===== EXTRACTED MATERIAL
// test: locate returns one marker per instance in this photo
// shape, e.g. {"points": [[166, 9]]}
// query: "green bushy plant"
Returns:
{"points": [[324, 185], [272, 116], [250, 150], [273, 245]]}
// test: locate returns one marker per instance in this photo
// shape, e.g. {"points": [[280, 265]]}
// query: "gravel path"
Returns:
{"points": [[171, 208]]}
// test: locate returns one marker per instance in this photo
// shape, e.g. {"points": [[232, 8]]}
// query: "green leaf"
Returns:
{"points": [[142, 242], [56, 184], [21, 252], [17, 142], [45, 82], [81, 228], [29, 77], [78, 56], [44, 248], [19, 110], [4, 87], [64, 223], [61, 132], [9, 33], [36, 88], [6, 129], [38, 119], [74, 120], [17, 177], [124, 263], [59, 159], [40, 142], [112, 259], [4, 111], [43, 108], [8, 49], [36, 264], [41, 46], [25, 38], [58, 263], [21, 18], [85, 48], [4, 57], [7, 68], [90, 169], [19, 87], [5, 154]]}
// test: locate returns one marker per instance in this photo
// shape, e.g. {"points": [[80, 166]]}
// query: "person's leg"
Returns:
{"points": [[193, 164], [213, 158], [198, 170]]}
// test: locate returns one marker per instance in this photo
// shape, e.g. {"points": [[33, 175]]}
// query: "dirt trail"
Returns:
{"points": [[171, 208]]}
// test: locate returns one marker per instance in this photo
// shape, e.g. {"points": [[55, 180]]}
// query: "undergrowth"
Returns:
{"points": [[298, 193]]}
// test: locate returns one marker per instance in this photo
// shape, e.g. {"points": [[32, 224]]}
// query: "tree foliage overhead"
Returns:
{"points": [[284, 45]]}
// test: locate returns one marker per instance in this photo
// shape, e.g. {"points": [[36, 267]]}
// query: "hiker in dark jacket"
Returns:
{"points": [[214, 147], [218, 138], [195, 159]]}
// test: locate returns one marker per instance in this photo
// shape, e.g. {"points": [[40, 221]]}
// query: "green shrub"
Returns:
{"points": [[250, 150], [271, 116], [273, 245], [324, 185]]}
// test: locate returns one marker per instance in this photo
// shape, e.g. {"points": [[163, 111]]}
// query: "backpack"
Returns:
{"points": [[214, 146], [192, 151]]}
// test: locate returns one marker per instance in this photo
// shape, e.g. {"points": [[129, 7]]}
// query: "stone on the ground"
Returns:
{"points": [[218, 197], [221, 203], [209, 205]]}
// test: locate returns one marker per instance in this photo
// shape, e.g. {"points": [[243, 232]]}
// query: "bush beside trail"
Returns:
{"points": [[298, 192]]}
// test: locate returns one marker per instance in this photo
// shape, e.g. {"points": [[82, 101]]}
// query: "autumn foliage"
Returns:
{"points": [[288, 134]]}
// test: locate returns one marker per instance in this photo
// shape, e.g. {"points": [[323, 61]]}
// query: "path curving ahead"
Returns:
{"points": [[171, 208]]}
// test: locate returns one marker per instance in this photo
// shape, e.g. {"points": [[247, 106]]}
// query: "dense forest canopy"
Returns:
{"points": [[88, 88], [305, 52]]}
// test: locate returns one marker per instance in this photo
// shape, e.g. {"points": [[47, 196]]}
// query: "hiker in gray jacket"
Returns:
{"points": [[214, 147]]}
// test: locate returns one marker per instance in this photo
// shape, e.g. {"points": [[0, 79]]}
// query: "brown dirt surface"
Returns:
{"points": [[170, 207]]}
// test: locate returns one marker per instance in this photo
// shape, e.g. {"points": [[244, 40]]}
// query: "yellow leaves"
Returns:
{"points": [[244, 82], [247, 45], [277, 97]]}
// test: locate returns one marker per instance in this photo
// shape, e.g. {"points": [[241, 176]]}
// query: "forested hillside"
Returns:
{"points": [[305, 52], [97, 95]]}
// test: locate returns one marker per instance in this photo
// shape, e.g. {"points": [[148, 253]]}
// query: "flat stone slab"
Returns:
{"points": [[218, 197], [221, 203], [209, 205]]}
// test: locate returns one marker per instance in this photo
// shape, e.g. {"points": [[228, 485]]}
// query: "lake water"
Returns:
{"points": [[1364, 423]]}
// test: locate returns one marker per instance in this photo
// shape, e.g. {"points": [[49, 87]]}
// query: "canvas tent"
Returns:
==========
== TASK ==
Copy the records above exactly.

== CORRECT RESPONSE ==
// test: locate returns one marker per instance in this photo
// shape, e.g. {"points": [[166, 9]]}
// query: "green bushy plant"
Returns:
{"points": [[324, 185], [272, 116], [250, 150], [273, 245]]}
// test: locate returns one marker per instance in this photo
// shape, e.g. {"points": [[280, 265]]}
// query: "gravel path"
Returns:
{"points": [[171, 208]]}
// test: locate returns one marker per instance in this photo
// shape, e.g. {"points": [[232, 8]]}
// query: "green leaf"
Returns:
{"points": [[142, 242], [56, 184], [21, 252], [17, 142], [45, 82], [81, 228], [29, 77], [78, 56], [44, 248], [19, 110], [4, 87], [64, 223], [61, 132], [9, 33], [36, 88], [6, 129], [38, 119], [74, 120], [17, 177], [124, 263], [59, 159], [40, 142], [112, 259], [4, 111], [43, 108], [8, 49], [36, 264], [41, 46], [25, 38], [58, 263], [21, 18], [85, 48], [4, 57], [7, 68], [90, 169], [19, 87], [5, 154]]}
// test: locate returns one marker per instance in this photo
// shape, e.g. {"points": [[80, 166]]}
// query: "person's leg"
Returns:
{"points": [[193, 164], [213, 158], [198, 170]]}
// test: locate returns one marker per instance in this photo
// shape, e.g. {"points": [[33, 175]]}
// query: "dirt trail"
Returns:
{"points": [[171, 208]]}
// test: locate returns one marker per instance in this photo
// shape, e.g. {"points": [[55, 180]]}
// query: "undergrowth"
Returns:
{"points": [[298, 193]]}
// test: locate returns one marker per instance in this photo
// shape, e.g. {"points": [[32, 224]]}
// query: "tree foliage overhead"
Returns:
{"points": [[284, 45]]}
// test: locate returns one marker per instance in this photo
// shape, e.g. {"points": [[36, 267]]}
// query: "hiker in dark jacket"
Returns:
{"points": [[214, 147], [218, 138], [195, 159]]}
// test: locate returns one marker per instance in this photo
// shape, e.g. {"points": [[40, 221]]}
// query: "green shrub"
Returns:
{"points": [[250, 150], [271, 116], [273, 245], [324, 185]]}
// test: locate returns one marker per instance in this photo
// shape, e.g. {"points": [[163, 111]]}
// query: "backpack"
Returns:
{"points": [[214, 146], [192, 151]]}
// test: locate returns one marker per instance in this photo
// shape, e.g. {"points": [[129, 7]]}
// query: "stone on the ground"
Returns:
{"points": [[218, 197], [221, 203], [209, 205]]}
// test: locate returns one marker per instance in this photo
// shape, e.g. {"points": [[243, 232]]}
// query: "bush beside trail"
Returns:
{"points": [[298, 192]]}
// test: locate returns one marker per instance in this photo
// shape, e.g. {"points": [[82, 101]]}
// query: "autumn foliage"
Returns:
{"points": [[288, 134]]}
// test: locate returns one marker per instance in this photo
// shape, e.g. {"points": [[323, 61]]}
// query: "path curving ahead"
Returns:
{"points": [[171, 208]]}
// test: locate returns one marker per instance in this photo
// shape, e.g. {"points": [[247, 106]]}
// query: "dense forest canopy"
Returns:
{"points": [[88, 88], [305, 52]]}
// test: locate returns one marker per instance in this photo
// shape, e.g. {"points": [[47, 196]]}
// query: "hiker in gray jacket"
Returns:
{"points": [[214, 147]]}
// test: locate returns one marker per instance in this photo
// shape, e.g. {"points": [[0, 79]]}
// query: "brown dirt surface"
Returns:
{"points": [[170, 207]]}
// test: locate returns one marker per instance in this photo
// shape, e.g. {"points": [[244, 40]]}
// query: "yellow leaves"
Returns:
{"points": [[244, 82], [247, 45], [277, 97]]}
// test: locate returns one marker per instance in this photo
// shape, e.g. {"points": [[241, 176]]}
// query: "forested hillside"
Returns:
{"points": [[305, 52], [97, 95]]}
// test: locate returns one marker per instance in this photo
// shape, e.g. {"points": [[148, 253]]}
// query: "flat stone slab"
Returns:
{"points": [[218, 197], [221, 203], [209, 205]]}
// test: locate returns one marker per instance in this photo
// shape, e.g. {"points": [[228, 485]]}
// query: "lake water"
Returns:
{"points": [[1364, 423]]}
// test: locate returns one marker per instance in this photo
// shape, e.g. {"points": [[49, 87]]}
// query: "canvas tent"
Returns:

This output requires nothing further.